## Task description:
Can you write out these lines again, switching "a single marker" to "one dot" everywhere and leaving all else unchanged?

(Recorded data)
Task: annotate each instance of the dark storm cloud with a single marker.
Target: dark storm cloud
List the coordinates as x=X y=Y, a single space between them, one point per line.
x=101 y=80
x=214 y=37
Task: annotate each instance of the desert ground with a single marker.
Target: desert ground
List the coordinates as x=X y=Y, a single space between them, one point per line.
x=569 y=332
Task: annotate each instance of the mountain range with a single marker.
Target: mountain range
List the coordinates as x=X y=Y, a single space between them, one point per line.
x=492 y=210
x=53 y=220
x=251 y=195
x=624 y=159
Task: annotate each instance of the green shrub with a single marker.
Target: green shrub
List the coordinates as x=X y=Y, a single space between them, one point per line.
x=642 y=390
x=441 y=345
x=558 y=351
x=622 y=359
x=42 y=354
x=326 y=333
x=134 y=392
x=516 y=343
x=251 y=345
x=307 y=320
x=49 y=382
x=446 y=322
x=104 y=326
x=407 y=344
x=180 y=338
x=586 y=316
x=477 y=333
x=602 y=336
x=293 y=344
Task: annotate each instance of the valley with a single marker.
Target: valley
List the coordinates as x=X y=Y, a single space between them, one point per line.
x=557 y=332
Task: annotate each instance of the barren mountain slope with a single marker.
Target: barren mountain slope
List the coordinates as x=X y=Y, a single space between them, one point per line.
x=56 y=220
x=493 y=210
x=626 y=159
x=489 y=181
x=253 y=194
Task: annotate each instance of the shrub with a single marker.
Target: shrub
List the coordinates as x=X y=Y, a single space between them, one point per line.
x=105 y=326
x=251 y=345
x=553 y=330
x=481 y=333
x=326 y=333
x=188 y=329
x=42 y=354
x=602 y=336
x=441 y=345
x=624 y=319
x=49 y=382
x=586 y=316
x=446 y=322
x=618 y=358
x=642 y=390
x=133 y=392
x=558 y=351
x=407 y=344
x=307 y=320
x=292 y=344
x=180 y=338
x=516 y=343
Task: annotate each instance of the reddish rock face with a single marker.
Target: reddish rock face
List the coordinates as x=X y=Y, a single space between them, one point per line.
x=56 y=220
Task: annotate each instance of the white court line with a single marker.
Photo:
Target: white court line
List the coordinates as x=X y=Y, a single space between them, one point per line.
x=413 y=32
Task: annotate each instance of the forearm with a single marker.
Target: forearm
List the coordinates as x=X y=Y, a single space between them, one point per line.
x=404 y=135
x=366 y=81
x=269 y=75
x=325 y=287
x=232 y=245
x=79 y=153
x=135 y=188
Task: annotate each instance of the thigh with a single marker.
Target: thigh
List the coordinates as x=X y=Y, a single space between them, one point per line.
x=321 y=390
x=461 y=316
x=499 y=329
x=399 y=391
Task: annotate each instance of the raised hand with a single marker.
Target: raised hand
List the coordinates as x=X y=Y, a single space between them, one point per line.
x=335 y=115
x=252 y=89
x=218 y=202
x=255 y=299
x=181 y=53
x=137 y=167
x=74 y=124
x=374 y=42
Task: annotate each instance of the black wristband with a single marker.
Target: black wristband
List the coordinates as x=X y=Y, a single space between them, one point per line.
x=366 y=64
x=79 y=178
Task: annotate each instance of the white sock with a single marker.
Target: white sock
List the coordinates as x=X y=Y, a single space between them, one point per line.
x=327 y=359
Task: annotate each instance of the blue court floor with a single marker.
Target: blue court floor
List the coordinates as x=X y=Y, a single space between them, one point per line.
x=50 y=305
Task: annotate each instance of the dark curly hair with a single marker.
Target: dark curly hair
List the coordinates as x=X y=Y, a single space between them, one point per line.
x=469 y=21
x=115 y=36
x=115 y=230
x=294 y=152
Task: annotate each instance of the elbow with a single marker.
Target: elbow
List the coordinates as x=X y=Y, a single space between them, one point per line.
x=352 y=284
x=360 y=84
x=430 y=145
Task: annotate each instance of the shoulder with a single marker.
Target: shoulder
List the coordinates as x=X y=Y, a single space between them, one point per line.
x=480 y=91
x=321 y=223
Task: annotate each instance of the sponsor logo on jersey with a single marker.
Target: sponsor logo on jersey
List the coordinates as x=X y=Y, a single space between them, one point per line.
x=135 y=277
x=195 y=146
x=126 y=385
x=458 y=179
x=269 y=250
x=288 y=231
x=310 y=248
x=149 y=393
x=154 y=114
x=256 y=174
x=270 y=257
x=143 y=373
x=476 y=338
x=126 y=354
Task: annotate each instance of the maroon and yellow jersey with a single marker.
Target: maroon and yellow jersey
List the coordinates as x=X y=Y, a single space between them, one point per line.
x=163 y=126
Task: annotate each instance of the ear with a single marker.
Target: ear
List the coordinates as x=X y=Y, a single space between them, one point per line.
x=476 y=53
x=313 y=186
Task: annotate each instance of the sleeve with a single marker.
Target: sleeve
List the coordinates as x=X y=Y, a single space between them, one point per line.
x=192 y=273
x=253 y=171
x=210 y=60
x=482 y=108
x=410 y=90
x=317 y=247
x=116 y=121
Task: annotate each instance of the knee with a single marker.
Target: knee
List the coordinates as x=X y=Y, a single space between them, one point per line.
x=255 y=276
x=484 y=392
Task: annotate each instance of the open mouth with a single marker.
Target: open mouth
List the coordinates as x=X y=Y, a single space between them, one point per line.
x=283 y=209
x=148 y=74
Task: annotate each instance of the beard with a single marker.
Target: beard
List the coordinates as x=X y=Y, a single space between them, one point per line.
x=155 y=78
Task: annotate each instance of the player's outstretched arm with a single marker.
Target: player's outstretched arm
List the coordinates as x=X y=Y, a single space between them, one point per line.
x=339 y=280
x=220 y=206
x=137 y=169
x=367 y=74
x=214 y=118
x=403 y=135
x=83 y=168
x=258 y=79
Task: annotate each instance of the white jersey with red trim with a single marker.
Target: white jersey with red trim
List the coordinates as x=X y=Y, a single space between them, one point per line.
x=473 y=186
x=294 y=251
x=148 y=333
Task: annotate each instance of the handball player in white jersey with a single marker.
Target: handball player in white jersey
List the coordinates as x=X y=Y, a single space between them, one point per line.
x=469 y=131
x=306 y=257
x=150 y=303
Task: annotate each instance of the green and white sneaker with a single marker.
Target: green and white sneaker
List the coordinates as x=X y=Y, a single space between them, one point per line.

## Final result:
Task: annotate each instance of the dark storm cloud with one dot.
Target: dark storm cloud
List the coordinates as x=X y=Y, a single space between them, one point per line.
x=101 y=80
x=214 y=37
Task: annotate each instance of the desert ground with one dot.
Target: desert ground
List the coordinates as x=X y=Y, a single space between them, one point per line.
x=569 y=332
Task: annotate each instance of the mountain range with one dot.
Target: mountain range
List the coordinates as x=X y=Y, a single space between them, one point per line.
x=492 y=210
x=53 y=220
x=251 y=195
x=624 y=159
Task: annotate each instance of the green shrub with one dot.
Target: green shrub
List the coordinates as x=X y=Y, a single space between them, one point per line.
x=642 y=390
x=441 y=345
x=558 y=351
x=622 y=359
x=42 y=354
x=326 y=333
x=134 y=392
x=516 y=343
x=251 y=345
x=307 y=320
x=49 y=382
x=446 y=322
x=104 y=326
x=407 y=344
x=180 y=338
x=586 y=316
x=477 y=333
x=602 y=336
x=293 y=344
Task: annotate each instance of the valley with one dot.
Target: valley
List the coordinates as x=X y=Y, a single space between them, one point per line.
x=557 y=332
Task: annotate each instance of the barren mountain slope with one dot.
Target: barren mountain slope
List the coordinates as x=X y=Y, a single space between them, one point per line.
x=56 y=220
x=493 y=210
x=626 y=159
x=489 y=181
x=253 y=194
Task: annotate each instance of the shrub with one dot.
Target: shrub
List the coordinates as x=X y=Y, a single space between them, one point per line.
x=105 y=326
x=251 y=345
x=553 y=330
x=481 y=333
x=326 y=333
x=188 y=329
x=42 y=354
x=602 y=336
x=441 y=345
x=624 y=319
x=49 y=382
x=586 y=316
x=446 y=322
x=618 y=358
x=642 y=390
x=133 y=392
x=558 y=351
x=407 y=344
x=307 y=320
x=292 y=344
x=180 y=338
x=516 y=343
Task: annotate each instance of the reddish rock face with one dot.
Target: reddish rock face
List the coordinates as x=X y=Y, a single space between them, one point per line.
x=56 y=220
Task: annotate each instance of the white court line with one dot.
Photo:
Target: white court line
List the coordinates as x=X y=Y, a single space between them, one point per line.
x=413 y=32
Task: annotate each instance of the forearm with one dot.
Target: forearm
List the coordinates as x=X y=Y, a single space between them, one point per line.
x=404 y=135
x=366 y=81
x=269 y=75
x=325 y=287
x=232 y=245
x=79 y=153
x=135 y=188
Task: annotate each instance of the thigh with one dot.
Target: thigh
List the coordinates as x=X y=Y, a single space between them, one point per line.
x=321 y=390
x=461 y=316
x=499 y=329
x=399 y=391
Task: annotate each instance of the raised hand with one dot.
Target: raised hand
List the coordinates as x=X y=Y, a single space between them, one point per line.
x=335 y=115
x=252 y=89
x=218 y=202
x=255 y=299
x=181 y=53
x=137 y=167
x=74 y=124
x=374 y=42
Task: annotate each instance of the black wristband with one dot.
Target: black wristband
List the coordinates as x=X y=Y, a single space between them, one point per line.
x=366 y=64
x=79 y=178
Task: annotate each instance of the white sock with one dot.
Target: white sock
List the coordinates as x=X y=Y, a single space between them, one point per line.
x=327 y=359
Task: annotate each instance of the blue court floor with one dot.
Target: blue court floor
List the coordinates as x=X y=Y, a single space between them, one point per line.
x=50 y=305
Task: annotate each instance of the dark curly hair with one dot.
Target: dark curly hair
List the coordinates as x=X y=Y, a single space between them, one point per line.
x=469 y=21
x=115 y=36
x=115 y=230
x=294 y=152
Task: annotate each instance of the elbow with one dot.
Target: elbow
List the coordinates as x=X y=Y, a single space between them, one point per line.
x=352 y=284
x=360 y=84
x=430 y=145
Task: annotate each instance of the shoulder with one dot.
Target: shoulder
List the coordinates as x=X y=Y, a single space between them, one point per line.
x=480 y=91
x=321 y=223
Task: annotate each instance of the sponsor logo on jersey with one dot.
Target: sponsor logo on jersey
List the coordinates as x=X y=Y, a single space between them, one point per line.
x=135 y=277
x=195 y=146
x=126 y=385
x=458 y=179
x=269 y=250
x=288 y=231
x=310 y=248
x=149 y=393
x=154 y=114
x=256 y=174
x=270 y=257
x=143 y=373
x=476 y=338
x=126 y=354
Task: annotate each instance of the maroon and yellow jersey with one dot.
Target: maroon and yellow jersey
List the coordinates as x=X y=Y, a single space between them, one point per line.
x=163 y=126
Task: annotate each instance of the ear with one dot.
Target: ear
List the coordinates as x=X y=Y, a single space between them, one point per line.
x=476 y=53
x=313 y=186
Task: annotate each instance of the sleeve with one dot.
Target: sleeve
List the coordinates as x=X y=Y, a single space between them, one point per line.
x=192 y=273
x=253 y=171
x=210 y=60
x=482 y=108
x=410 y=90
x=317 y=247
x=116 y=121
Task: annotate each instance of the knee with one dot.
Target: knee
List the coordinates as x=X y=Y, a single space between them, one point per line.
x=255 y=276
x=484 y=392
Task: annotate each instance of the open mouth with one dot.
Target: open mouth
List the coordinates as x=X y=Y, a single space between them, one point per line.
x=283 y=209
x=148 y=74
Task: annotate each instance of the beard with one dot.
Target: beard
List the coordinates as x=X y=Y, a single space between them, one point per line.
x=155 y=78
Task: annotate each instance of the player's outstretched arm with one dot.
Target: player's outstretched arm
List the coordinates as x=X y=Y, a single space between them, one point per line.
x=339 y=280
x=220 y=206
x=137 y=169
x=367 y=74
x=214 y=118
x=403 y=135
x=83 y=168
x=258 y=79
Task: annotate each instance of the white jersey with red trim with one dot.
Target: white jersey with red trim
List the coordinates as x=X y=Y, a single space between them, one point per line.
x=473 y=186
x=294 y=251
x=148 y=333
Task: annotate each instance of the handball player in white jersey with one dot.
Target: handball player in white jersey
List the coordinates as x=X y=Y, a single space between them, one point per line.
x=469 y=131
x=306 y=257
x=150 y=303
Task: annotate each instance of the green and white sneaker with one dot.
Target: green and white sneaker
List the coordinates as x=X y=Y, a single space between them, one point per line.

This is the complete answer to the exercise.